(Data to process begins)

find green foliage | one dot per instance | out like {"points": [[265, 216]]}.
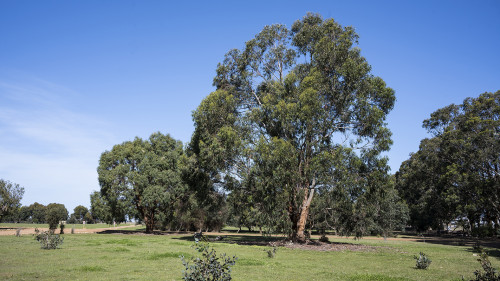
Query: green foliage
{"points": [[489, 273], [422, 261], [54, 214], [455, 173], [271, 253], [140, 178], [209, 266], [38, 212], [101, 211], [10, 197], [273, 129], [48, 240]]}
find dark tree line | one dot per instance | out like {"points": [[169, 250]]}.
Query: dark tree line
{"points": [[289, 141], [455, 175]]}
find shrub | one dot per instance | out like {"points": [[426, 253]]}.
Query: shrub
{"points": [[490, 273], [324, 239], [423, 261], [209, 266], [477, 248], [48, 240], [271, 253]]}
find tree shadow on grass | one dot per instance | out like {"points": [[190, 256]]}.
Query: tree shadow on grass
{"points": [[460, 241], [236, 239], [141, 231]]}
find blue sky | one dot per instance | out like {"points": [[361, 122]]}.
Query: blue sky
{"points": [[77, 77]]}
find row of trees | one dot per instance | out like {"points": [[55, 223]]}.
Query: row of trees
{"points": [[53, 213], [290, 140], [455, 175]]}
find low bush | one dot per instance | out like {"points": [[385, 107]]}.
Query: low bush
{"points": [[209, 266], [48, 240], [423, 261], [324, 239], [489, 273], [271, 253]]}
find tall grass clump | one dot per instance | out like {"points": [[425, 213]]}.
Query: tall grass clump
{"points": [[423, 261], [48, 240], [209, 266]]}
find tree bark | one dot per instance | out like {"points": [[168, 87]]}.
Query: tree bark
{"points": [[304, 213]]}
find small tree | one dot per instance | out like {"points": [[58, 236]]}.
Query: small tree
{"points": [[55, 214], [209, 266], [10, 197]]}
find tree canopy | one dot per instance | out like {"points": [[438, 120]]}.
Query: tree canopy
{"points": [[456, 173], [55, 213], [142, 178], [284, 107], [10, 197]]}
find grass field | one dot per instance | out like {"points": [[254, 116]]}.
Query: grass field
{"points": [[156, 257]]}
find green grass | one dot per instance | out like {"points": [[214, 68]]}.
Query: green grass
{"points": [[68, 226], [156, 257]]}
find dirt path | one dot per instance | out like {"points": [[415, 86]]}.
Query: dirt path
{"points": [[67, 230]]}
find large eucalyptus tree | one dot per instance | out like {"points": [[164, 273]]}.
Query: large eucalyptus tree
{"points": [[284, 106], [143, 175]]}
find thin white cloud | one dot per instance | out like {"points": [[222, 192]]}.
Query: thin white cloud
{"points": [[47, 147]]}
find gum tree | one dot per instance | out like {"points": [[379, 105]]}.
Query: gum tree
{"points": [[10, 197], [284, 105], [143, 175]]}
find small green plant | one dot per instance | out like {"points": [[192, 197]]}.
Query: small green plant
{"points": [[477, 248], [324, 239], [209, 266], [489, 272], [271, 253], [48, 240], [423, 261]]}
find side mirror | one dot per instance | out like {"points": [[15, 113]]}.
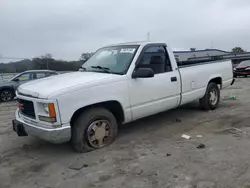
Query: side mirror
{"points": [[16, 80], [143, 73]]}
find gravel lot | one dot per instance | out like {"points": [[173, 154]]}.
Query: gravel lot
{"points": [[148, 153]]}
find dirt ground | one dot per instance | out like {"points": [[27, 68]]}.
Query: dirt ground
{"points": [[148, 153]]}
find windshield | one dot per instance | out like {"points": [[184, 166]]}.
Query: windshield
{"points": [[115, 59], [245, 63]]}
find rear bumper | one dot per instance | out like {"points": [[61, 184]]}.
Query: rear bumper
{"points": [[54, 135]]}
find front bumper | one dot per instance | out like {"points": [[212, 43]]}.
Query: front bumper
{"points": [[54, 135]]}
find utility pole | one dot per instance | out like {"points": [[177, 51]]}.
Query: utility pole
{"points": [[148, 36]]}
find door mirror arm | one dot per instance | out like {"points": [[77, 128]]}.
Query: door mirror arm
{"points": [[143, 73]]}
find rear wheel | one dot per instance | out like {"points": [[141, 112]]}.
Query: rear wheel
{"points": [[211, 99], [93, 129], [6, 95]]}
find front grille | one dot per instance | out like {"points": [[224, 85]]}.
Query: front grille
{"points": [[27, 108]]}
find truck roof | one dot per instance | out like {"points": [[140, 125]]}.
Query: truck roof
{"points": [[135, 43]]}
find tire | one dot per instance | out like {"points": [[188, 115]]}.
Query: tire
{"points": [[6, 95], [211, 99], [89, 131]]}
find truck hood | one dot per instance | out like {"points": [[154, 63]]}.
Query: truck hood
{"points": [[42, 88]]}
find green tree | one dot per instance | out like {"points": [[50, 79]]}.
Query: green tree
{"points": [[237, 50]]}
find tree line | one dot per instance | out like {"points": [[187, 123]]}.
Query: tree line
{"points": [[44, 62]]}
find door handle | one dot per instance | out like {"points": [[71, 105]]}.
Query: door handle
{"points": [[173, 79]]}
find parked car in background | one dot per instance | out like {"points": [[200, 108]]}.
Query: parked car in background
{"points": [[243, 69], [7, 89]]}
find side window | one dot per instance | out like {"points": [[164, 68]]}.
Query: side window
{"points": [[156, 58], [39, 75], [24, 77]]}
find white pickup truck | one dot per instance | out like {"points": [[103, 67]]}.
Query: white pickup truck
{"points": [[118, 84]]}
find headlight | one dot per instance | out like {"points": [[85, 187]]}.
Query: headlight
{"points": [[49, 114]]}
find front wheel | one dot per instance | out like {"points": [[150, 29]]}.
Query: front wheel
{"points": [[6, 95], [93, 129], [211, 99]]}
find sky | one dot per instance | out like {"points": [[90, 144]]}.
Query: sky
{"points": [[67, 28]]}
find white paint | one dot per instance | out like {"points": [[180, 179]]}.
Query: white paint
{"points": [[138, 97]]}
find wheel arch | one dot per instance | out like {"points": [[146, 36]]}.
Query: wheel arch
{"points": [[217, 80], [113, 106]]}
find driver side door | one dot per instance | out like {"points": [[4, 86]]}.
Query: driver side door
{"points": [[156, 94]]}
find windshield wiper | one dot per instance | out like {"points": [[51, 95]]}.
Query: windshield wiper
{"points": [[105, 69]]}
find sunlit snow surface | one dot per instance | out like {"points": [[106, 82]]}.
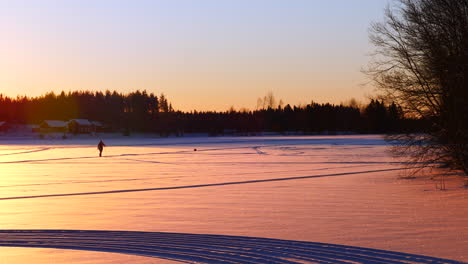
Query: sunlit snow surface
{"points": [[340, 190]]}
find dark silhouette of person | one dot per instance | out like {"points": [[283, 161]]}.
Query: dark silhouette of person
{"points": [[100, 147]]}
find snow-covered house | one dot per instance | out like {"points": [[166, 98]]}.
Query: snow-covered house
{"points": [[53, 126], [80, 126]]}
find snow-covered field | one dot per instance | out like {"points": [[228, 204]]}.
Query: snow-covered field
{"points": [[329, 189]]}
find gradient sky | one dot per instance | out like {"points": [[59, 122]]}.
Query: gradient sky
{"points": [[203, 54]]}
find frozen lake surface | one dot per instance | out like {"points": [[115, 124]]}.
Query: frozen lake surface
{"points": [[328, 189]]}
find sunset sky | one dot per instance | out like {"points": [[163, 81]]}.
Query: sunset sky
{"points": [[203, 54]]}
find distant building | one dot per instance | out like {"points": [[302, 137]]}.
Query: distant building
{"points": [[4, 126], [80, 126], [97, 126], [53, 126]]}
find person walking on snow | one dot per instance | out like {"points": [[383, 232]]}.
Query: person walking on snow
{"points": [[101, 147]]}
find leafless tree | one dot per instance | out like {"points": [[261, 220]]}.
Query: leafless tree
{"points": [[421, 63]]}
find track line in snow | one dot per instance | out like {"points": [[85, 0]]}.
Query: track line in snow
{"points": [[195, 186], [198, 248]]}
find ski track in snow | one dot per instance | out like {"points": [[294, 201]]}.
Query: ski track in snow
{"points": [[197, 248], [195, 186]]}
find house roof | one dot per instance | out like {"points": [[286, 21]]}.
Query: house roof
{"points": [[81, 122], [96, 123], [55, 123]]}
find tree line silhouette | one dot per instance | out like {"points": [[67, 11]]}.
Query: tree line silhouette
{"points": [[140, 111]]}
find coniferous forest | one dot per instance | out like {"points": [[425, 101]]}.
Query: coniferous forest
{"points": [[140, 111]]}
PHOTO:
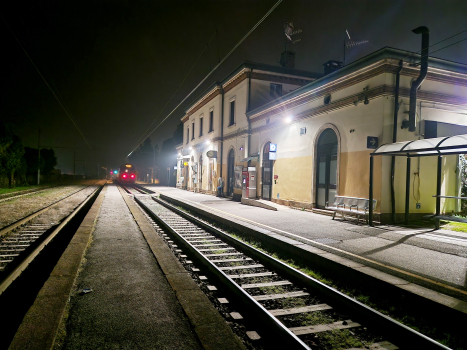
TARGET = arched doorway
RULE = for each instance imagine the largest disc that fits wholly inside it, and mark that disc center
(326, 169)
(267, 174)
(200, 172)
(230, 172)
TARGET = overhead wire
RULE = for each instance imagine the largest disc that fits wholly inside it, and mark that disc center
(212, 71)
(439, 42)
(46, 83)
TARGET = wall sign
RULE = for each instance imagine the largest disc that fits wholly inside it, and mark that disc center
(211, 154)
(372, 142)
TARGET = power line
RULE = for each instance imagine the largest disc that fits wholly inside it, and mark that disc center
(212, 71)
(142, 138)
(449, 45)
(46, 83)
(439, 42)
(457, 42)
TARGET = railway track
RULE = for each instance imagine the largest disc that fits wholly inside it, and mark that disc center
(22, 241)
(286, 306)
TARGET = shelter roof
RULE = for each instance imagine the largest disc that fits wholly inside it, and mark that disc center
(426, 147)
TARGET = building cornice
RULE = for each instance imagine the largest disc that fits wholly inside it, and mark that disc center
(351, 101)
(370, 71)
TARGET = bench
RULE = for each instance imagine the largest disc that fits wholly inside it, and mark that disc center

(Data to process ends)

Exercise objective
The answer should contain only the lines from the beginning of the material above through the line with "find shrub |", retyped exactly, with the pictures removed.

Result of the exercise
find green foliage | one dot per instance | out like {"points": [[265, 216]]}.
Query: green foliage
{"points": [[489, 273], [422, 261], [54, 214], [455, 173], [271, 253], [140, 178], [209, 266], [38, 212], [101, 211], [10, 197], [273, 129], [48, 240]]}
find dark tree line | one dot per instance | out like {"points": [[169, 250]]}.
Query: dark tree line
{"points": [[289, 141], [455, 175]]}
find shrub | one dot per instance | out like {"points": [[426, 253]]}.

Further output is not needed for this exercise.